• Written task:
Repeat the data below word for word, from its first line through the line containing "[(357, 134), (151, 487)]", with both of those lines included. Leave the pictures out of your answer.

····················

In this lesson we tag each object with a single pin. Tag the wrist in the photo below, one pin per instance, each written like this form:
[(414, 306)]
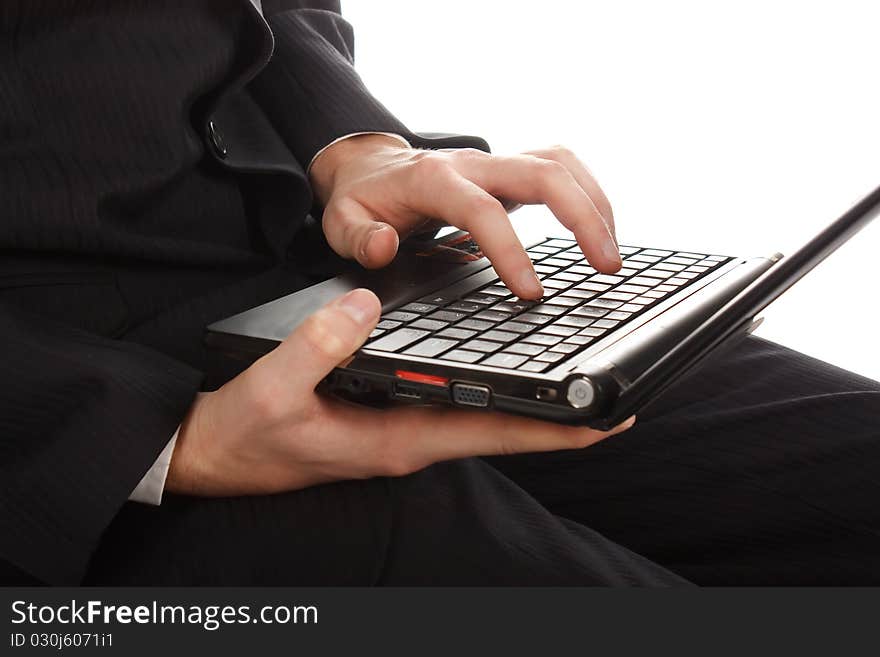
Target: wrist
[(325, 168)]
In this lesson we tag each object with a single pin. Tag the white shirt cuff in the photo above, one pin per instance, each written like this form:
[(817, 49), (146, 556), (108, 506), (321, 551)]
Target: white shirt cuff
[(357, 134), (151, 487)]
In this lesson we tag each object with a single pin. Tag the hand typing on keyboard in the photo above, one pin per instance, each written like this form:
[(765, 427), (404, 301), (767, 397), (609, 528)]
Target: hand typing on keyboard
[(267, 431), (376, 191)]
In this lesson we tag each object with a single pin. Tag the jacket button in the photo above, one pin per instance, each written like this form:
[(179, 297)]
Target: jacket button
[(217, 142)]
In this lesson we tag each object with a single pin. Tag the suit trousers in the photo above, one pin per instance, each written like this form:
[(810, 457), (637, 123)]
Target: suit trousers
[(761, 468)]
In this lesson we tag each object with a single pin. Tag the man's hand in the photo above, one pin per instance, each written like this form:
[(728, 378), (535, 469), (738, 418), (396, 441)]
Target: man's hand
[(266, 431), (376, 192)]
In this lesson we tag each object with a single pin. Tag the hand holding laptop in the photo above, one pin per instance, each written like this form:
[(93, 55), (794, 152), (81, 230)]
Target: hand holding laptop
[(376, 191), (267, 431)]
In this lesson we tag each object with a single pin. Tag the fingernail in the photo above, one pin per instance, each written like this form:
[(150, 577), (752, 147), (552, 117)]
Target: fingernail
[(529, 282), (360, 305), (375, 228), (610, 249)]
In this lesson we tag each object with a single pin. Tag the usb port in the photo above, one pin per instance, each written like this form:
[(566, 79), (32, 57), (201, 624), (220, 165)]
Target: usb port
[(405, 391)]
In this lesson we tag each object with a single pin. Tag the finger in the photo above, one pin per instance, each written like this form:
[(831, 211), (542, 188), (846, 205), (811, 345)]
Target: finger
[(403, 440), (530, 179), (584, 177), (322, 341), (353, 232), (436, 190)]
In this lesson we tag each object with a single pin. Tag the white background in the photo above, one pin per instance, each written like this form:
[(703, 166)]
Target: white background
[(738, 128)]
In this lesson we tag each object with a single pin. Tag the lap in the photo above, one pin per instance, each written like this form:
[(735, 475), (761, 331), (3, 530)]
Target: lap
[(761, 468)]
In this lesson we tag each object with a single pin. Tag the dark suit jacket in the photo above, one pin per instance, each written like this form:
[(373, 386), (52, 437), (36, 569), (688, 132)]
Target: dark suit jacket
[(152, 158)]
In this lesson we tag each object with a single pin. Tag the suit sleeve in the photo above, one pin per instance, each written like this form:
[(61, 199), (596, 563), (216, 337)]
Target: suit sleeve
[(310, 89), (82, 418)]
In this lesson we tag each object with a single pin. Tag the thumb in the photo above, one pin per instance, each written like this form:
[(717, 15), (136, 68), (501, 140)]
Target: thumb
[(353, 232), (325, 339)]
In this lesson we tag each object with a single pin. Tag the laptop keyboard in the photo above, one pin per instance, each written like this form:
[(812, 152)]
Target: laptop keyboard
[(489, 326)]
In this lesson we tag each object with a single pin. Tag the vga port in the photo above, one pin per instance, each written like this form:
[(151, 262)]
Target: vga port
[(468, 394)]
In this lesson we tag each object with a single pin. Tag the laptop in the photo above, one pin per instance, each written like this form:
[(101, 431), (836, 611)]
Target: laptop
[(593, 351)]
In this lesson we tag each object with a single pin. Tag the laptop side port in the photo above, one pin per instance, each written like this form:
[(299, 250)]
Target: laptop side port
[(468, 394), (406, 391)]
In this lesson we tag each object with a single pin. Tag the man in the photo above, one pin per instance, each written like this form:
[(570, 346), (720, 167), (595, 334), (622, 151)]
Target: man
[(159, 162)]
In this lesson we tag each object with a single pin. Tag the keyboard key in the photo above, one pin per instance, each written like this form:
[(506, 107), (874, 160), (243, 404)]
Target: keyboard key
[(550, 309), (481, 345), (645, 280), (509, 361), (464, 306), (456, 333), (556, 329), (564, 348), (533, 366), (641, 257), (610, 304), (492, 315), (475, 324), (420, 308), (607, 278), (564, 300), (618, 296), (638, 289), (657, 273), (499, 336), (517, 306), (435, 300), (589, 311), (580, 294), (482, 299), (549, 357), (592, 286), (668, 266), (447, 315), (431, 347), (542, 338), (463, 356), (429, 324), (398, 339), (398, 316), (555, 283), (497, 291), (574, 320), (525, 349), (543, 248), (534, 318), (516, 327)]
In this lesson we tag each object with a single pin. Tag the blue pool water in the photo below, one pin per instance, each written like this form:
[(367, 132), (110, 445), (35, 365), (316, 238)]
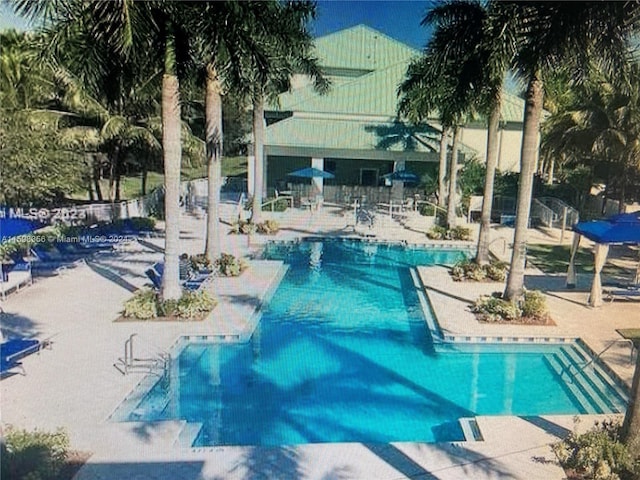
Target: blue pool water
[(342, 353)]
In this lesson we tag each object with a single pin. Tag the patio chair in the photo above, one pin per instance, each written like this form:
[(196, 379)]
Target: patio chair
[(191, 284), (14, 276), (12, 351)]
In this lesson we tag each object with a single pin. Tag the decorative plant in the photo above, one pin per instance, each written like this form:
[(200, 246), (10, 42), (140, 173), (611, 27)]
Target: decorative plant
[(194, 304), (442, 233), (493, 308), (597, 454), (34, 454), (228, 265), (470, 270), (268, 227), (147, 305), (437, 233), (143, 305), (200, 263)]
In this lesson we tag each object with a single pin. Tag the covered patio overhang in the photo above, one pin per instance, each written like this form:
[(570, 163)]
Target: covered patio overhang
[(619, 229)]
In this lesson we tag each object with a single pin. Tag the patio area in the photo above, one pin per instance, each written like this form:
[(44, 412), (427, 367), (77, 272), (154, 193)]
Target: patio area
[(74, 384)]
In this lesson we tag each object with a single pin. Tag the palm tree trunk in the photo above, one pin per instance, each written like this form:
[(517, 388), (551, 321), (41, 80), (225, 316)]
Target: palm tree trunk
[(453, 179), (442, 167), (97, 163), (533, 109), (258, 154), (484, 236), (213, 132), (631, 424), (550, 171), (172, 152)]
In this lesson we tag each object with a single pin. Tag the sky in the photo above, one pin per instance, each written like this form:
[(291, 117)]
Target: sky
[(399, 19)]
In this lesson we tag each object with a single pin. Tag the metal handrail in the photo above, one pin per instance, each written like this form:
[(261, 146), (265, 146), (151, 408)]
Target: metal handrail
[(598, 356), (128, 361)]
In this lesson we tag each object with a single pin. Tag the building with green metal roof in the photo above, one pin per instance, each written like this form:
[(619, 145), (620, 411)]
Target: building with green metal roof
[(353, 130)]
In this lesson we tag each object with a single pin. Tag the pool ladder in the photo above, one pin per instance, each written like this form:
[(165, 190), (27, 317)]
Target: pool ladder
[(157, 363)]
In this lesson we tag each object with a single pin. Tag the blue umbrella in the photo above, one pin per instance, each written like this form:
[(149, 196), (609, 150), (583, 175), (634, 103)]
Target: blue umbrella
[(403, 176), (311, 172), (621, 228)]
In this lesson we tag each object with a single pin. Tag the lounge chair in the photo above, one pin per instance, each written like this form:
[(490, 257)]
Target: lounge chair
[(53, 260), (12, 351), (191, 284), (15, 276)]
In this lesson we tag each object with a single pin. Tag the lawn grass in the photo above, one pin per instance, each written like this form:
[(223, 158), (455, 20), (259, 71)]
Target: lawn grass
[(130, 187), (555, 259)]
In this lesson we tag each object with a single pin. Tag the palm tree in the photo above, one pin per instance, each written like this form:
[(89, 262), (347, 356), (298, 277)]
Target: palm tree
[(138, 28), (549, 33), (446, 79), (288, 47), (484, 58)]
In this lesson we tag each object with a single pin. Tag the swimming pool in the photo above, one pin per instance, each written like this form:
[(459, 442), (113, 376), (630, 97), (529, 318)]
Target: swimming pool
[(343, 354)]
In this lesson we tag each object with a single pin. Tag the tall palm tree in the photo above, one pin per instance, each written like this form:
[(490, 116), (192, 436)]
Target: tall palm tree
[(143, 28), (446, 80), (288, 50), (484, 57), (548, 34)]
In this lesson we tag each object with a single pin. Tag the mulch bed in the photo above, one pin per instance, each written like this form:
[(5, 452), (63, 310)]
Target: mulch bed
[(171, 318), (542, 321), (75, 461)]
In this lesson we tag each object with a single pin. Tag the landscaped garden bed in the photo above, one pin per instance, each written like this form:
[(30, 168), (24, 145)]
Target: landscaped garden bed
[(468, 270), (529, 309)]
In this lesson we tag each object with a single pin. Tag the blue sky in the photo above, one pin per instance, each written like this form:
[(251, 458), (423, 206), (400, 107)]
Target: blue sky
[(399, 19)]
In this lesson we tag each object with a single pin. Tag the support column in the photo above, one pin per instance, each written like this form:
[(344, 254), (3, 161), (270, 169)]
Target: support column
[(251, 165), (318, 182), (600, 257), (571, 271)]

····················

• Answer:
In this lesson we tag each object with a single pin. Tag the wrist in the photo below, one pin per instance, each written like this form:
[(414, 306)]
Target: wrist
[(325, 168)]
In this lesson we tag each object with a single pin. Tag the white shirt cuff in the photo above, one pin per instance, each written like this form:
[(817, 49), (146, 556), (108, 506), (321, 551)]
Target: white shirt cuff
[(357, 134), (151, 487)]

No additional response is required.